**Set task**
Rewrite every row below with "single dot" replaced by "single mark" and everything else unchanged.

%%

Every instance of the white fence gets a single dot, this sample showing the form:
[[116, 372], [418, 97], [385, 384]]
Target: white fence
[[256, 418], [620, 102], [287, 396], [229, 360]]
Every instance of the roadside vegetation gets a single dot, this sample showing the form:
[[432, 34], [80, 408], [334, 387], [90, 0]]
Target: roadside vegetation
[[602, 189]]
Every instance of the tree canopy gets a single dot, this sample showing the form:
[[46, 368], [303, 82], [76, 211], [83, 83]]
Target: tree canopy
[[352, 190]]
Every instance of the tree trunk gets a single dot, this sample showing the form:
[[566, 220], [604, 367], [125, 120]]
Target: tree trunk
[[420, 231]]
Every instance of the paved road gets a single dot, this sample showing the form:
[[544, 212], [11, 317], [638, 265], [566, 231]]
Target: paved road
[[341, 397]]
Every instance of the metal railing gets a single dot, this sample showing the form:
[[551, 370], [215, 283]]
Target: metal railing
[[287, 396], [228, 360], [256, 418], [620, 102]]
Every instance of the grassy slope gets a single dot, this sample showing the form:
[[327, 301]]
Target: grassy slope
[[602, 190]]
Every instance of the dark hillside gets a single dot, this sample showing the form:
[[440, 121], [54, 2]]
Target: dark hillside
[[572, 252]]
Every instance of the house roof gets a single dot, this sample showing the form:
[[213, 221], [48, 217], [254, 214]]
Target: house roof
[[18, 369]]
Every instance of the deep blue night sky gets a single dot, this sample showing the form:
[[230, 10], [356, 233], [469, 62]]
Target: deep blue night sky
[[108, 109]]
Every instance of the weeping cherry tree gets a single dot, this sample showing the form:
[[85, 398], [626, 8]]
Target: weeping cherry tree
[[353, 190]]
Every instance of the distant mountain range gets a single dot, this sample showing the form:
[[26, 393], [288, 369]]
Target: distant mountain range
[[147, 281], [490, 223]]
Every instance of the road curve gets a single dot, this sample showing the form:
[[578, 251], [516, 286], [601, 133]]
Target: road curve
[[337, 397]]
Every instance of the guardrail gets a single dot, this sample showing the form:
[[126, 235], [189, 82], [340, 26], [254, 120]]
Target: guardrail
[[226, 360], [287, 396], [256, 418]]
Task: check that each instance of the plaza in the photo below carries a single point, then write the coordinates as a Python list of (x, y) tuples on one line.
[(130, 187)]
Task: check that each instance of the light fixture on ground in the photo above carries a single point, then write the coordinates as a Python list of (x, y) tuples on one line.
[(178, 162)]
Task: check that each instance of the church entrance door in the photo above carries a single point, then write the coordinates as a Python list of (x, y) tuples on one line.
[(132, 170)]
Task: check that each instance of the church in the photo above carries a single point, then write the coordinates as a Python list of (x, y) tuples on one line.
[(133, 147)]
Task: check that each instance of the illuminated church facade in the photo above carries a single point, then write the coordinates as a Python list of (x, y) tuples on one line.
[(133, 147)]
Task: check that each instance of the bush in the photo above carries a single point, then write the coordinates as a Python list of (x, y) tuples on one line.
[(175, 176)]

%%

**Finished exercise**
Every instance of the white fence gets a single mark, this sample showing the form:
[[116, 372], [418, 97], [385, 384]]
Target: white fence
[[256, 418], [620, 102], [287, 396], [229, 360]]
Every instance of the roadside vegetation gets a single mark, this sample showing the form:
[[432, 34], [80, 408], [334, 387], [90, 0]]
Target: roadside vegetation
[[602, 189]]
Every instance of the tree canopy gets a single mark, this sample showing the form:
[[46, 368], [303, 82], [76, 211], [83, 83]]
Target: tree canopy
[[352, 190]]
Every instance of the tree trunk gets a single mark, this sample showing the form:
[[566, 220], [604, 367], [125, 120]]
Target: tree trunk
[[420, 231]]
Every instance of the paved road gets a single mark, this sample showing the form:
[[544, 212], [11, 317], [638, 265], [566, 231]]
Target: paved road
[[341, 397]]
Every instance of the metal railing gets a single mark, this sample showing the form:
[[551, 370], [215, 283]]
Target: metal railing
[[287, 396], [228, 360], [256, 418], [620, 102]]
Every instance of the grassy slope gets a single mark, this sample showing the form:
[[327, 301]]
Target: grassy slope
[[602, 190]]
Every instance of the dark hillside gets a single mark, this sample showing the form:
[[440, 121], [54, 2]]
Target: dark hillside
[[572, 252]]
Every instance of the house roof gets a single mark, this sample showing the form:
[[213, 221], [48, 217], [254, 214]]
Target: house roof
[[18, 369]]
Every instance of the deep blue night sky gets a single mark, this sample showing the form:
[[230, 10], [356, 233], [469, 62]]
Target: deep blue night sky
[[108, 109]]
Every instance of the weeping cherry tree gets a single mark, this sample showing the form:
[[85, 398], [626, 8]]
Target: weeping cherry tree
[[353, 190]]
Every instance of the distant mountain range gets a single mark, this sample showing the form:
[[26, 393], [288, 369]]
Target: distant mountain range
[[147, 281], [490, 223]]
Every instance of the road curve gets a single mark, this sample showing the form:
[[578, 251], [516, 286], [601, 133]]
Target: road curve
[[337, 397]]
Every instance of the guardrail gets a single mark, this sample showing the form:
[[126, 235], [189, 82], [340, 26], [254, 120]]
Target: guardrail
[[226, 360], [287, 396], [256, 418]]
Task: check that each instance of the plaza in the photo below carries a single point, then write the coordinates as a Python list of (x, y) tuples on one line.
[(130, 187)]
Task: check that each instance of the light fixture on ground in the photo above carries a single point, then write the coordinates as a Python list of (x, y) tuples on one line.
[(178, 162)]
Task: check that each instance of the church entrance door in the photo above carries a single point, then write the coordinates as a Python list of (x, y) tuples on one line.
[(132, 170)]
Task: check that each instance of the church in the photo above carries a single point, then write the coordinates as a Python list of (x, y) tuples on one line.
[(133, 147)]
Task: check that each instance of the illuminated church facade in the photo above carries a single point, then write the coordinates as a Python list of (x, y) tuples on one line.
[(133, 147)]
Task: check that each instance of the bush in the photo above carries a single point, then write the coordinates as a Python list of (x, y) tuples on one line.
[(175, 176)]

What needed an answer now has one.